====== Document section
Winnipeg, Canada

Johanna Hurme and Sasa Radulovic had just finished filing the legal paperwork when they decided to name their minutes-old architecture firm after its new corporate identification number. While 5468796 Architecture presents some branding problems in an age when most people don’t even commit their closest friends’ phone numbers to memory, it fit the partners’ desire to project a collective approach to design. “Instead of attaching our names to the firm or coming up with something cute, we wanted the name to show that we are working together as a group,” says Hurme.

Four years later, the firm’s 12 full-time staff members all work around a 40-foot-long table in their Winnipeg office. Their portfolio ranges from retail spaces and a public-art pavilion to houses and multifamily residential projects—thanks to a Canadian real-estate market that has largely avoided the meltdown that disrupted so many other economies. Even as it has grown, 5468796 has kept the ideas that informed its unusual name at the forefront of its practice. The firm’s work consistently considers how design reflects and shapes identity on a personal, urban, and even national scale.

Both Hurme and Radulovic immigrated to Canada in the early 1990s. She grew up in Helsinki; he arrived from Sarajevo, a refugee from the Balkan wars. They met as undergraduates at the University of Manitoba and went on to win several student competitions together. Both designers worked for Cohlmeyer Architects before Hurme goaded Radulovic into starting their own practice. They have been friends and collaborators for more than 15 years and have a habit of finishing each other’s sentences.
============
====== Records provided
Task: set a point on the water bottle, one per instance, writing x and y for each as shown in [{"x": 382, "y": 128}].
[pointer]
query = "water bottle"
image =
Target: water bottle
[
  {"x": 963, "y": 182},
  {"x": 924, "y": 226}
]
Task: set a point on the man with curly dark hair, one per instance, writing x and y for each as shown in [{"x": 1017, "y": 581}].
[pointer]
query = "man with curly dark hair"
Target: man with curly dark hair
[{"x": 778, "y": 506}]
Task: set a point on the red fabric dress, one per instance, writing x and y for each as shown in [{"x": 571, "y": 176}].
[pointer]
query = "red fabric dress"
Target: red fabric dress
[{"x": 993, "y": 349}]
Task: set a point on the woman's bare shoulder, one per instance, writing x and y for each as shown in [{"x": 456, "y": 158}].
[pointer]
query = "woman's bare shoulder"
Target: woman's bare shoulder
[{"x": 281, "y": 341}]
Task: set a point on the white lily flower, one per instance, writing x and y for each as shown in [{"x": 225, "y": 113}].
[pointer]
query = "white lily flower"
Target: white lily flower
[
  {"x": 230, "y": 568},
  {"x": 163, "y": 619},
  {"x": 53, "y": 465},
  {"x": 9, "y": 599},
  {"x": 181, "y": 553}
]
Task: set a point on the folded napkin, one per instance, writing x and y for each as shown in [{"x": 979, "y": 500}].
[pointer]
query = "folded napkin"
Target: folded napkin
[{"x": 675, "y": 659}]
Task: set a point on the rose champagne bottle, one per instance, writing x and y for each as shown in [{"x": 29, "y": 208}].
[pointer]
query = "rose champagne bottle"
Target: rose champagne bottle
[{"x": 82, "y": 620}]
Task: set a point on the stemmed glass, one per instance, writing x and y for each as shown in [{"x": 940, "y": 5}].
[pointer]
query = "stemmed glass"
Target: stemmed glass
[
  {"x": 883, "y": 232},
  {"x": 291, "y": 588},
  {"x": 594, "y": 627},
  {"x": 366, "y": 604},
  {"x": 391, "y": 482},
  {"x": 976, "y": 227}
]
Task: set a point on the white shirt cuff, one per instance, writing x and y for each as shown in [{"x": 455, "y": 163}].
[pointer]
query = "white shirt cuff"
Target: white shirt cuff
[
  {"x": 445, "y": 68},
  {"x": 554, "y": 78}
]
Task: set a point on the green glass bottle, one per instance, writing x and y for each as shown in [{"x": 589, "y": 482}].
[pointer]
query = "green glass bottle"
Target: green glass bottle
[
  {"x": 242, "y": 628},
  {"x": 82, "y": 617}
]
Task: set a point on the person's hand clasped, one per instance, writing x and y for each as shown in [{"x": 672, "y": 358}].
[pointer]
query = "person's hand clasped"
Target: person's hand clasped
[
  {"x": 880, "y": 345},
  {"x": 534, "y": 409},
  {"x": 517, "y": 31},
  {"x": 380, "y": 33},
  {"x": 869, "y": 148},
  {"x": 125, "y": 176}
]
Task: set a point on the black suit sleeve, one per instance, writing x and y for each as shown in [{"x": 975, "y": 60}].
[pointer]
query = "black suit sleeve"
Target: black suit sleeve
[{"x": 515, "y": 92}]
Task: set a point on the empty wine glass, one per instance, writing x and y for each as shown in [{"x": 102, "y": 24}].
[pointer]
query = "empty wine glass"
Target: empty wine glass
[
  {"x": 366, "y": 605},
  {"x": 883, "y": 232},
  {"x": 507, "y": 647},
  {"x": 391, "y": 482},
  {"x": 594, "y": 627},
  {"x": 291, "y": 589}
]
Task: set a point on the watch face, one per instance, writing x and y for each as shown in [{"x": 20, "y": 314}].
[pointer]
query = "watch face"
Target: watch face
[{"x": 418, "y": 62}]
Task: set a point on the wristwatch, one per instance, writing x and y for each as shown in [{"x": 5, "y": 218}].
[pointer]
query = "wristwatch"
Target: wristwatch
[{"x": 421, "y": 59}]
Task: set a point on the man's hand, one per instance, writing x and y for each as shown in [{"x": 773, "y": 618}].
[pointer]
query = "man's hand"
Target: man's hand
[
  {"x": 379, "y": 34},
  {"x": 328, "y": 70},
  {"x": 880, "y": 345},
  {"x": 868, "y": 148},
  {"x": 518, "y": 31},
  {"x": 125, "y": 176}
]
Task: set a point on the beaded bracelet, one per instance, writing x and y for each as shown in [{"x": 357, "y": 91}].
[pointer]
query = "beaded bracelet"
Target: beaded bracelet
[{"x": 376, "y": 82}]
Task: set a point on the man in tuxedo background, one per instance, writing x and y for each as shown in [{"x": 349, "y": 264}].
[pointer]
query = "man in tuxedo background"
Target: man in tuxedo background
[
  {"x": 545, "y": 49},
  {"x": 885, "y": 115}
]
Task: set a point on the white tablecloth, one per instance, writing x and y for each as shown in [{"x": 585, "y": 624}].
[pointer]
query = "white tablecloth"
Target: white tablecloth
============
Exercises -
a: In the firm profile above, how long is the table that the staff members work around?
b: Reproduce the firm profile between "Four years later, the" and "even national scale.", inclusive.

Expected outputs -
a: 40 feet

b:
Four years later, the firm’s 12 full-time staff members all work around a 40-foot-long table in their Winnipeg office. Their portfolio ranges from retail spaces and a public-art pavilion to houses and multifamily residential projects—thanks to a Canadian real-estate market that has largely avoided the meltdown that disrupted so many other economies. Even as it has grown, 5468796 has kept the ideas that informed its unusual name at the forefront of its practice. The firm’s work consistently considers how design reflects and shapes identity on a personal, urban, and even national scale.